(Desafio 1): Copie sem nenhuma mudança as linhas dos registros que começam na que contém "the black trousers?" e terminam na que contém "white coverall suit?", incluindo as duas.

(Página):

★ ★ ★

Em 2018, mais de 12% das mulheres em idade para trabalhar na Coreia do Sul estavam envolvidas na fundação ou administração de novas empresas, uma alta considerável em relação aos 5% observados dois anos antes, de acordo com a Global Entrepreneurship Monitor. No Japão, onde as mulheres enfrentam discriminação semelhante, apenas 4% delas estão fundando empresas.

Um relatório da Mastercard envolvendo 57 economias globais no ano passado disse que a Coreia do Sul foi o país que apresentou mais progresso no avanço das jovens empreendedoras. A tendência pode reformar a paisagem de um mundo corporativo onde a discriminação contra as mulheres é profundamente arraigada.

★ ★ ★

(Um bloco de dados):

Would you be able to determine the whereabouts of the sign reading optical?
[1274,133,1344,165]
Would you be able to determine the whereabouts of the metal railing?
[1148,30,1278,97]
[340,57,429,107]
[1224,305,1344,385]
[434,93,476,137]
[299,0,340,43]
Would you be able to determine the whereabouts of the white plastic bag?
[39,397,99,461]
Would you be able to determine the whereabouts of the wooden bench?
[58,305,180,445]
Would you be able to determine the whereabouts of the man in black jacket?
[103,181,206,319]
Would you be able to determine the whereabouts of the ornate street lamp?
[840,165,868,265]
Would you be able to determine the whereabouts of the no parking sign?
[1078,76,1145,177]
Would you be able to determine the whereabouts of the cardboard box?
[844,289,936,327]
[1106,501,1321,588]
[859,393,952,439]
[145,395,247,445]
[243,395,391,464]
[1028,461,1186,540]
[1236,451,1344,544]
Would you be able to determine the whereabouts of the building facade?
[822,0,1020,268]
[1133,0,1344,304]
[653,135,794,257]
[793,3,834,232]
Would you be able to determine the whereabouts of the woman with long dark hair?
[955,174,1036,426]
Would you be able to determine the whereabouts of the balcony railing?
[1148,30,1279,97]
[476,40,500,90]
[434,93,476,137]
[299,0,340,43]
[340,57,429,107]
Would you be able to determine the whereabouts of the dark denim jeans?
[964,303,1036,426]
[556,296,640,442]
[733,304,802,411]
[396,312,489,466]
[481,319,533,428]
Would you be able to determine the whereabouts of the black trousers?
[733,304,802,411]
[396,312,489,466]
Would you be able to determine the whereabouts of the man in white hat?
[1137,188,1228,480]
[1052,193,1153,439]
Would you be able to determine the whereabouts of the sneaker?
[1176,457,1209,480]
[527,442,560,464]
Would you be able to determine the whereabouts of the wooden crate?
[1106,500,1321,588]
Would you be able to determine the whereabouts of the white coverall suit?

★ ★ ★

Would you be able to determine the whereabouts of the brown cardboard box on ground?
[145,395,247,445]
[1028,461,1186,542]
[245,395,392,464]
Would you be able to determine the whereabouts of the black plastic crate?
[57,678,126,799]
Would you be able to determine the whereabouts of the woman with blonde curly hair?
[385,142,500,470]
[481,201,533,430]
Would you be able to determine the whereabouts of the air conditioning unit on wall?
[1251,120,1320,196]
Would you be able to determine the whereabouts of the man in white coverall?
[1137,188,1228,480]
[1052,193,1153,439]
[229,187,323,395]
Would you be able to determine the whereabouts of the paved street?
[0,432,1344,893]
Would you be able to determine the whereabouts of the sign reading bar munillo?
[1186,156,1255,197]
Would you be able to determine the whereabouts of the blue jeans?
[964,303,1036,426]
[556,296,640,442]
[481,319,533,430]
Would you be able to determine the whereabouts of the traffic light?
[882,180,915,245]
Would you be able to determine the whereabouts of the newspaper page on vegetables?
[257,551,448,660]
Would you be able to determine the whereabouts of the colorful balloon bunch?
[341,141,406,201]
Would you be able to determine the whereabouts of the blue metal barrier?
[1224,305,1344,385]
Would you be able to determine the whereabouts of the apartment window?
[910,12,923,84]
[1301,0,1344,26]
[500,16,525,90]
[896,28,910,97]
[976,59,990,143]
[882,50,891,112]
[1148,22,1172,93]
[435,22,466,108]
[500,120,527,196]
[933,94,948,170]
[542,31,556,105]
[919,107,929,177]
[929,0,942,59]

★ ★ ★

(Desafio 2):
Diga se cada frase abaixo está de acordo com o texto sobre empreendedoras na Coreia do Sul. Responda sim ou não e cite as palavras do texto que decidem.
(a) Em 2018, mais de 12% das mulheres em idade de trabalhar na Coreia do Sul estavam ligadas à fundação ou administração de novas empresas.
(b) No Japão, 5% das mulheres estão fundando empresas.
(c) O relatório da Mastercard envolveu 57 economias.

(Resposta 1):
Would you be able to determine the whereabouts of the black trousers?
[733,304,802,411]
[396,312,489,466]
Would you be able to determine the whereabouts of the man in white hat?
[1137,188,1228,480]
[1052,193,1153,439]
Would you be able to determine the whereabouts of the sneaker?
[1176,457,1209,480]
[527,442,560,464]
Would you be able to determine the whereabouts of the wooden crate?
[1106,500,1321,588]
Would you be able to determine the whereabouts of the white coverall suit?

(Resposta 2):
(a) Sim: "mais de 12% das mulheres em idade para trabalhar na Coreia do Sul estavam envolvidas na fundação ou administração de novas empresas"
(b) Não: "apenas 4% delas estão fundando empresas"
(c) Sim: "Um relatório da Mastercard envolvendo 57 economias globais"